## List of tasks:
A. Transcribe part of the passage on well drilling times word for word, starting at "dk=dk[['drill_days','Type Code']].dropna()" and ending at "ax = plt.subplot(111)".
B. Answer these questions using the passage on well drilling times:
(i) Which kind of wells should take less time to drill?
(ii) What name is given to the function that compares the two kinds of wells?
(iii) Which company is the function first tried out with?
C. Write the next part of the passage on well drilling times, picking up right after its final line.

## Passage given:
This is more informative and it makes sense.  Development wells (orange) should take shorter time to drill than Exploration wells (blue). 

## Step 4. Functions and Exploring the data

Now that we have the data in shape we can ask a log more questions like:
* How do Exploration and Development wells compare for different companies?
* How do different companies compare in their drill times?

There's an addage that goes: 

__"If you've repeated a workflow, its time to write a function."__ 

Functions in Python allow us to save out a sequence of code then call it when needed with the ability to put in new data types or variables.

The funciton below allows us to compare Exploration and Development wells for a particular company.  We'll call this fucntion "company_expl_dev_lifelines" and it has several inputs that are behind the brackes:
1. df - this is a placeholder for an dataframe with a "drill_days" column
2. compnay - this is a placeholder for a name of a company
3. mindays - this is a variable that filters the data we can chose to set or not 

In [None]:
#function to compare Exploration and Development wells for a particular company

def company_expl_dev_lifelines(df, company):
    
    #Filter Data
    dn= df.loc[df['Company Name'].str.contains(company)]
    dk = pd.merge(dn, days_filtered['drill_days'], left_index=True, right_index=True)
    dk=dk[['drill_days','Type Code']].dropna()

    de = dk['drill_days'][dk["Type Code"] == "E"].dropna()
    dd = dk['drill_days'][dk["Type Code"] != "E"].dropna()

    #Make Plot 
    ax = plt.subplot(111)
    kmf.fit(de, event_observed=None, label="Exploration Wells")
    kmf.plot(ax=ax, figsize=(10,10))
    kmf.fit(dd, event_observed=None, label="Development Wells")
    kmf.plot(ax=ax)

    plt.ylim(0, 1);
    plt.title(f"Drilling Days for {company} - Exploration vs. Development Wells");
    plt.show()

Let's try this fucntion out with Shell.

In [None]:
company_expl_dev_lifelines(df, 'Shell')

## Items:
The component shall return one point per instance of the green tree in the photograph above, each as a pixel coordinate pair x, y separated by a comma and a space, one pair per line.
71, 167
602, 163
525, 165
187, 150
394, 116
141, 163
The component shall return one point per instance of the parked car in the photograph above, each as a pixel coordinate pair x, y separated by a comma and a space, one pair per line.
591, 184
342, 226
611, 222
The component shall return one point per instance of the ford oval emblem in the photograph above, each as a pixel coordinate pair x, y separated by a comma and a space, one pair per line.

## Responses by task:
A.
dk=dk[['drill_days','Type Code']].dropna()

    de = dk['drill_days'][dk["Type Code"] == "E"].dropna()
    dd = dk['drill_days'][dk["Type Code"] != "E"].dropna()

    #Make Plot 
    ax = plt.subplot(111)

B.
(i) Development wells.
(ii) company_expl_dev_lifelines
(iii) Shell.

C.
Now its your turn to picks companies to plot.  To help you find names, below is a bar chart of the most prolific drillers in MC Protraction.  Note how the confidence intervals expand as there are fewer datapoints (i.e. Taylor Energy).

In [None]:
#Quick Plot of who's drilled the most in the protraction
comp_counts = df['Company Name'].value_counts()
comp_counts = comp_counts[comp_counts>50]
comp_counts.plot(kind='barh', figsize=(5,5), title='Top Operators in MC (>50 Wells)', label='# Wells');

In [None]:
company_expl_dev_lifelines(df, 'Taylor')

### How do different companies compare in their drill times?

Below is a similiar looking function but it compares wells from two different companies.  Note that you now need to add two compay names.

In [None]:
def company_compare_lifelines(df, company1, company2):
    
    #Filter Data
    dk = pd.merge(df, days_filtered['drill_days'], left_index=True, right_index=True)
    dk=dk[['drill_days','Type Code']].dropna()    
    dn= dk.loc[df['Company Name'].str.contains(company1)].dropna()
    do = dk.loc[df['Company Name'].str.contains(company2)].dropna()
    
    #Make Plot 
    ax = plt.subplot(111)
    kmf.fit(dn.drill_days, event_observed=None, label=company1)
    kmf.plot(ax=ax, figsize=(10,10))
    kmf.fit(do.drill_days, event_observed=None, label=company2)
    kmf.plot(ax=ax)

    plt.ylim(0, 1);
    plt.title(f"Drilling Days for {company1} vs. {company2}");
    plt.show()

In [None]:
company_compare_lifelines(df, 'Shell', 'Exxon')

There's lots more to explore with these Suvival Analysis: different cuts of data, different day, analysis of the distributions, etc.

Where else do you have duration data that might fit well in these kinds of plots?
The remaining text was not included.